Extracto proporcionado
+---+

Dios se sirve de las circunstancias para disciplinar a Jacob
Jacob no entiende la enseñanza de Bet-el
Siguió luego Jacob su camino, y fue a la tierra de los orientales” (cap. 29:1). Como acabamos de ver en el capítulo anterior, Jacob no podía entender el verdadero carácter de Dios y recibió la abundancia de gracia de Bet-el con un “si”, seguido de una miserable proposición respecto a pan y vestido; y ahora nos es preciso seguirle en una sucesión no interrumpida de negociaciones.
Lo que el hombre sembrare, eso también segará
(Gálatas 6:7).
Es imposible evitar esta consecuencia. Jacob no se había humillado debidamente ante Dios; es preciso, pues, que Dios se valga de las circunstancias para castigarle y humillarle. En eso está el secreto de muchas de nuestras penas y pruebas en el mundo. Nuestros corazones no han sido realmente quebrantados delante de Dios, no nos hemos juzgado de verdad, nunca nos hemos despojado de nosotros mismos. Y de ahí que siempre seamos de nuevo como la gente que procura horadar la pared con la cabeza. Nadie, en realidad, puede gozarse en Dios antes de haber acabado con el «yo», por la sencilla razón de que Dios comienza a manifestarse precisamente allí donde la carne termina. Si, pues, no he terminado con la carne, mediante una profunda y positiva experiencia, es moralmente imposible que tenga una idea siquiera algo exacta del carácter de Dios. Pero es necesario que, de una manera u otra, aprenda yo a conocer lo que vale mi naturaleza. Para llevarme a este conocimiento, el Señor emplea diferentes medios que, cualesquiera sean, no son eficaces sino en la medida en que él mismo los emplee para revelar a mis ojos el verdadero carácter de todo cuanto hay en mi corazón. ¡Cuántas veces sucede que, como en el caso de Jacob, el Señor se nos acerca y nos habla al oído sin que distingamos su voz y sin que sepamos ocupar el puesto que nos corresponde en su presencia. “Jehová está en este lugar, y yo no lo sabía… ¡Cuán terrible es este lugar!” (cap. 28:16-17). De todo esto Jacob no aprendió nada, de suerte que hubo de sufrir veinte años de disciplina en dura escuela, los que tampoco bastaron para domarle.

+---+

Material del ejercicio
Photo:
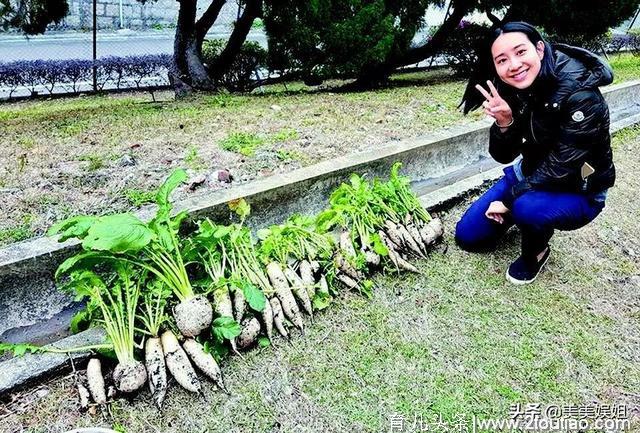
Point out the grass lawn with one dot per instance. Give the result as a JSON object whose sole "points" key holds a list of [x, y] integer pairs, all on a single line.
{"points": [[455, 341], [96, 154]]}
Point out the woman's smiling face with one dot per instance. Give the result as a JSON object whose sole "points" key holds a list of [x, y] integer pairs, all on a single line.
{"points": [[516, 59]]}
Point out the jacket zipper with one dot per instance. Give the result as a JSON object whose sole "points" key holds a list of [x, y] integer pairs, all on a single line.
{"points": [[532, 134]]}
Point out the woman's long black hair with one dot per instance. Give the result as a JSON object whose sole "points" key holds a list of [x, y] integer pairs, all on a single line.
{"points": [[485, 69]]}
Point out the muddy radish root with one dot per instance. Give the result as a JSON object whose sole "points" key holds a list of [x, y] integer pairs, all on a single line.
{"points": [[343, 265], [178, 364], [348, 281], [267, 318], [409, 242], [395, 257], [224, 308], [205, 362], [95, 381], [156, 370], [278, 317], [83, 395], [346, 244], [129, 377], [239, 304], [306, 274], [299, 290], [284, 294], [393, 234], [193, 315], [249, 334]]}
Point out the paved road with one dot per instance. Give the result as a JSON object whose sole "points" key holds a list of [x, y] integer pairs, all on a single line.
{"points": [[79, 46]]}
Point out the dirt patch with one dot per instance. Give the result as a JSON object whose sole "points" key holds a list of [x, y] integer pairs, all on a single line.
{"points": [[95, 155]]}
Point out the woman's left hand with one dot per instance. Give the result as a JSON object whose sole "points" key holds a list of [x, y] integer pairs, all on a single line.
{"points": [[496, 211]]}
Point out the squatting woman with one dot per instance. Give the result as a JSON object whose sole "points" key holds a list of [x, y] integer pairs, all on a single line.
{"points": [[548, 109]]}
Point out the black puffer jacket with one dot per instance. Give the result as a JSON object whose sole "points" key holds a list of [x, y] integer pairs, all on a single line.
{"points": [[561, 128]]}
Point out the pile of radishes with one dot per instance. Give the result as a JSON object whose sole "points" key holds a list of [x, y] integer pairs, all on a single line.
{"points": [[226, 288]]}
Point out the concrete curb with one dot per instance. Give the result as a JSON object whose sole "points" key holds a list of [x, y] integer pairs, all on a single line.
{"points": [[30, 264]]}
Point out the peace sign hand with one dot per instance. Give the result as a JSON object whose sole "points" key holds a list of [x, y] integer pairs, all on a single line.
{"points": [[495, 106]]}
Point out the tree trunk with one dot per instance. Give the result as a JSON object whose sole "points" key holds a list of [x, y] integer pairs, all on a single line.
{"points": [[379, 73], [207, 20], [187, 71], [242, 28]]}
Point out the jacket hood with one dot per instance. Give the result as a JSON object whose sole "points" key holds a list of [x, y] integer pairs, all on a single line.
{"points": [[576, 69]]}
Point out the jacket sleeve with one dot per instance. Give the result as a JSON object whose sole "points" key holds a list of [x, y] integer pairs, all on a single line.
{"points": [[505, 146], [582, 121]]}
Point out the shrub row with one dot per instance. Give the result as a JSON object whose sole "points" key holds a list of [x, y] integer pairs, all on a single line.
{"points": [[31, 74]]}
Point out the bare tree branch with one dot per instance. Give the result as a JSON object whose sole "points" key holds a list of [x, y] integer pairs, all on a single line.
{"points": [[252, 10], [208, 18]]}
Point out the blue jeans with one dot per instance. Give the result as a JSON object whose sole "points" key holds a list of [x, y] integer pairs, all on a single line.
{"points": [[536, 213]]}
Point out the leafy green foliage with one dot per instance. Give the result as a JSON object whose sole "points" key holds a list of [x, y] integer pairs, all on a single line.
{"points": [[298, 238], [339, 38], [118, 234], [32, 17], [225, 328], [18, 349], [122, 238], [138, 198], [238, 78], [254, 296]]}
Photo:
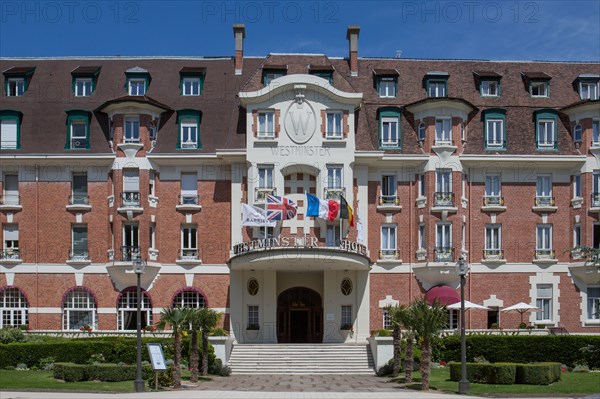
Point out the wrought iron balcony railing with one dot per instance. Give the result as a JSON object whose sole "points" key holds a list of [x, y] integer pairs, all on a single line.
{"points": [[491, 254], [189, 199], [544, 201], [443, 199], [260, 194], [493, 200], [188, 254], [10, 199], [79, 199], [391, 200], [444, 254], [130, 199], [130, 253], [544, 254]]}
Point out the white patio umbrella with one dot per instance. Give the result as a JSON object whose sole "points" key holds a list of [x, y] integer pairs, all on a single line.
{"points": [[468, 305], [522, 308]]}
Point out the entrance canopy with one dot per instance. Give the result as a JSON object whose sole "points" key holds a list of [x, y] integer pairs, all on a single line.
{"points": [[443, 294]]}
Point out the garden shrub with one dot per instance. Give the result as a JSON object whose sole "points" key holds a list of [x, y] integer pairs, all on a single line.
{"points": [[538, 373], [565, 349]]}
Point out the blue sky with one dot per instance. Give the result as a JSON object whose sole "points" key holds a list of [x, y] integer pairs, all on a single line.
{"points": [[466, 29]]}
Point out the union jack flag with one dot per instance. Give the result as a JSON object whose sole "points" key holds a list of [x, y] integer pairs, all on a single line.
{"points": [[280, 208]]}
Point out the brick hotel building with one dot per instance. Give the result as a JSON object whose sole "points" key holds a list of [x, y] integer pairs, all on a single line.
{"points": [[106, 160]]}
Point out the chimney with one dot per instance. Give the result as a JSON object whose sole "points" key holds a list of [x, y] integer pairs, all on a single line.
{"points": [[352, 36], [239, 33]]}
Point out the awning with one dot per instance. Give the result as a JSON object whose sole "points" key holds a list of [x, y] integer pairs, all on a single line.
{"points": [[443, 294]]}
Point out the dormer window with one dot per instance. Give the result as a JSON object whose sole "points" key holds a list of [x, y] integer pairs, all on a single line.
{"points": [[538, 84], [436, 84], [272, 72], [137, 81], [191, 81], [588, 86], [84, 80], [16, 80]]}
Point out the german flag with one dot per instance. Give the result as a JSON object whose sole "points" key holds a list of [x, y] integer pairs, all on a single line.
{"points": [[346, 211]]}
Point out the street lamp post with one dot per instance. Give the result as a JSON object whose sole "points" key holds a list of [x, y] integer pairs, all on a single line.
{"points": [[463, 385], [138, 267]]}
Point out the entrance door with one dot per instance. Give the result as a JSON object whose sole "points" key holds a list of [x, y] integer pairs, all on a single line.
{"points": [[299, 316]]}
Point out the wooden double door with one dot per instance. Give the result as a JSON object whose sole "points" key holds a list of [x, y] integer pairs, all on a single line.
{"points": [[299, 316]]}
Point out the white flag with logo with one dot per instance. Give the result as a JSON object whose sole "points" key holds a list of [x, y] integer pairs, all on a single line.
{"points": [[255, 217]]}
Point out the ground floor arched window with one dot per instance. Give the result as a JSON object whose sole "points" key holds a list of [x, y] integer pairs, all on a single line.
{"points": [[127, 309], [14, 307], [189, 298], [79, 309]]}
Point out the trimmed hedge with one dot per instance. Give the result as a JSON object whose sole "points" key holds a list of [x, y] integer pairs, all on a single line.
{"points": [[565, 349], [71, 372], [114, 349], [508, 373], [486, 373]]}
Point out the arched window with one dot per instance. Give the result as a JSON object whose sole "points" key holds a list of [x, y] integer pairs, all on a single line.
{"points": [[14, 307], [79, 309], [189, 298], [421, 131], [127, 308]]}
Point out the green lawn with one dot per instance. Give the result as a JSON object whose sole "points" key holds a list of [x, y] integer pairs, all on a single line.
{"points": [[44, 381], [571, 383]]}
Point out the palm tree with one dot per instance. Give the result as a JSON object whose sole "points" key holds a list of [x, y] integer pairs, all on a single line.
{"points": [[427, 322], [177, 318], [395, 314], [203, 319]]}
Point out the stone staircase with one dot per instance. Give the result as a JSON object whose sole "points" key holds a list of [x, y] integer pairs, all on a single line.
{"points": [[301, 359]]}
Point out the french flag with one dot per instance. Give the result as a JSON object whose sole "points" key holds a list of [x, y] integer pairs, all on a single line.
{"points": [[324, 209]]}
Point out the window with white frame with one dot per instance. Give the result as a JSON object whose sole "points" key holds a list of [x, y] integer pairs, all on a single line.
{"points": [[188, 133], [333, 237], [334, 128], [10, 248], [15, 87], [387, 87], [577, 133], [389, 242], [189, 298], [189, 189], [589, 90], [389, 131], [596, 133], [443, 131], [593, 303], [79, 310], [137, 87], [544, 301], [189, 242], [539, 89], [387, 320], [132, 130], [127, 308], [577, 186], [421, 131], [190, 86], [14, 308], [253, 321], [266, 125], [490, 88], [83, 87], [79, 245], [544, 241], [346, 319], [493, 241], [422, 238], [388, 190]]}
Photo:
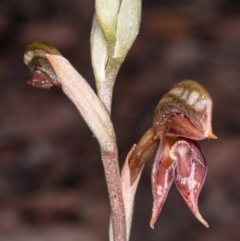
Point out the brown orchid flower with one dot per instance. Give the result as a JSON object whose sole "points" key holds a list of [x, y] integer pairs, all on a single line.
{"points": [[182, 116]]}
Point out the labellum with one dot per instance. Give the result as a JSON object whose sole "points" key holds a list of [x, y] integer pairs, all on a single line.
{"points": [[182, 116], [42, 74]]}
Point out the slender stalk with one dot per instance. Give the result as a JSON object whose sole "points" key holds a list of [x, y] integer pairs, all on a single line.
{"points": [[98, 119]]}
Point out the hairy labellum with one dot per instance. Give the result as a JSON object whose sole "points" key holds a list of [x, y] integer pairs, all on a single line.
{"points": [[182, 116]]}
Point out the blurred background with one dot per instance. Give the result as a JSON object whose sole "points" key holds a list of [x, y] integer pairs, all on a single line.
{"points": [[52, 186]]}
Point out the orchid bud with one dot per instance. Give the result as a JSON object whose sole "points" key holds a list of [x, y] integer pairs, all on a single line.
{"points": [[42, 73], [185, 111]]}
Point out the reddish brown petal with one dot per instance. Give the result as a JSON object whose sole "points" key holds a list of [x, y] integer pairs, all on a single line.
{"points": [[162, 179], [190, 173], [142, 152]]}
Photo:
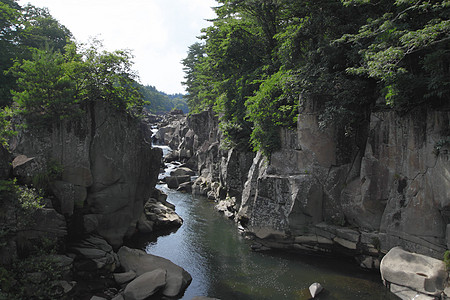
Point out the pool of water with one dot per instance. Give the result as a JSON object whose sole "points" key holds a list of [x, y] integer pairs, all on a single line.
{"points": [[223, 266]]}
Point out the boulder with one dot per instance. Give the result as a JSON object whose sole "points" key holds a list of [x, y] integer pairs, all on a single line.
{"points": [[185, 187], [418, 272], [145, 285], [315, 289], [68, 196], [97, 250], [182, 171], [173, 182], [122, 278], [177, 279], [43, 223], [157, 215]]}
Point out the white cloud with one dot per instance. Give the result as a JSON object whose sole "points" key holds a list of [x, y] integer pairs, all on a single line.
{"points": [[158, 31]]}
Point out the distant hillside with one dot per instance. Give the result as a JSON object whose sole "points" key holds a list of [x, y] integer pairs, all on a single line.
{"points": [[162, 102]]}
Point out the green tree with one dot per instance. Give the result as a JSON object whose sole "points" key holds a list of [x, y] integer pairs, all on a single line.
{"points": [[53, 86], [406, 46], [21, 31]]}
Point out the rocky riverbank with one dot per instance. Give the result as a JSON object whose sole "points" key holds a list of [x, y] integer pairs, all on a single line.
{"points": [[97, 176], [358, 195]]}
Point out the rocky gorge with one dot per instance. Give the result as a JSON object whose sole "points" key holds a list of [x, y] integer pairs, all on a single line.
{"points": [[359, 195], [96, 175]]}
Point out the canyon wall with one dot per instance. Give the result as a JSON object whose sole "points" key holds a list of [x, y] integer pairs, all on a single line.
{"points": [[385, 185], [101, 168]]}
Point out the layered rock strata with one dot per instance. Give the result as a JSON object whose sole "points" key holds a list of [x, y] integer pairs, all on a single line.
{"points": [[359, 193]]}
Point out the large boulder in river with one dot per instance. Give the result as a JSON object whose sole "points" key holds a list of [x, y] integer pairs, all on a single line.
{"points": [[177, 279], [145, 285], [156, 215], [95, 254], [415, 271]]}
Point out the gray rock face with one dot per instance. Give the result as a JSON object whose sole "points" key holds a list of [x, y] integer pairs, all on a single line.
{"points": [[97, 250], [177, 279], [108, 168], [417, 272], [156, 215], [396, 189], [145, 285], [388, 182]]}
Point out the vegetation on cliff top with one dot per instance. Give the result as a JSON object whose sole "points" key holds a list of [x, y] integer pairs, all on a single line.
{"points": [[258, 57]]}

+---+

Tus tareas
- a) Reproduce al pie de la letra las entradas, comenzando en la línea que contiene "Point out the layered" y terminando al final de las entradas, con ambos extremos incluidos.
- b) Por favor, prosigue el texto sobre la disciplina de Jacob a partir de su última oración.

Respuestas por tarea
- a)
Point out the layered rock strata with one dot per instance. Give the result as a JSON object whose sole "points" key holds a list of [x, y] integer pairs, all on a single line.
{"points": [[359, 193]]}
Point out the large boulder in river with one dot per instance. Give the result as a JSON object whose sole "points" key holds a list of [x, y] integer pairs, all on a single line.
{"points": [[177, 279], [145, 285], [156, 215], [95, 254], [415, 271]]}
Point out the gray rock face with one dot per instance. Give the result as a JSON object whose sole "points" key holds a list of [x, y] integer pairs, all on a single line.
{"points": [[97, 250], [177, 279], [108, 168], [417, 272], [156, 215], [396, 189], [145, 285], [388, 182]]}
Point out the vegetation on cliff top with one dot per instance. Give the result as a JSON object whose sole "points" key holds a list of [x, y] integer pairs, all on a single line.
{"points": [[258, 57]]}

- b)
Dos negociantes
No obstante, vale la pena hacer notar cómo entra en la atmósfera tan perfectamente adaptada a su constitución moral. El negociante Jacob se encuentra con el negociante Labán, y se les ve haciéndose mutuos ataques de astucia, procurando engañarse el uno al otro. En cuanto a Labán, esto no nos debe sorprender, porque no había estado en Bet-el; no había visto el cielo abierto ni la escalera que llegaba desde la tierra al cielo; no había oído las promesas gloriosas de la boca de Jehová, asegurándole la posesión de la tierra de Canaán y una posteridad sin número. Labán, cual hombre del mundo, no tenía más recursos que el espíritu bajo y codicioso, y de él hace uso. ¿Cómo se sacará lo puro de lo impuro? Pero no hay cosa más humillante que ver a Jacob, después de todo lo que había visto y oído en Bet-el, luchando con un hombre mundano y esforzándose en multiplicar bienes por medios tales como los que emplea. ¡Ay! No es cosa rara ver cómo los hijos de Dios se olvidan de su alto destino y de su herencia celeste hasta el punto de descender a la arena con los hijos del mundo para luchar con ellos por las riquezas y honores de una tierra herida por la maldición y el pecado. Tanto es así que, en el caso de gran número de personas, es difícil descubrir rastro del principio mencionado por Juan: el “nacido de Dios vence al mundo” (1 Juan 5:4). Si se considerara y se juzgara a Jacob y a Labán según los principios de la naturaleza, sería difícil descubrir la menor diferencia entre ambos. Es preciso colocarse detrás de la escena y entrar en los pensamientos de Dios en cuanto a cada uno de ellos para ver en qué grado se diferencian el uno del otro. Pero fue Dios quien puso diferencia entre ellos y no Jacob; y lo propio sucede hoy día. Aun cuando sea difícil descubrirlo, existe una diferencia enorme entre los hijos de luz y los hijos de las tinieblas; una diferencia que se funda en el solemne hecho de que los primeros son “vasos de misericordia que él preparó de antemano para su gloria”, mientras que los últimos son “vasos de ira preparados” –no por Dios, sino por el pecado– “para destrucción” (Romanos 9:22, 23)1 . Los Jacob y los Labán han diferido y diferirán siempre, aunque los primeros dejen de manifestar su verdadero carácter y dignidad.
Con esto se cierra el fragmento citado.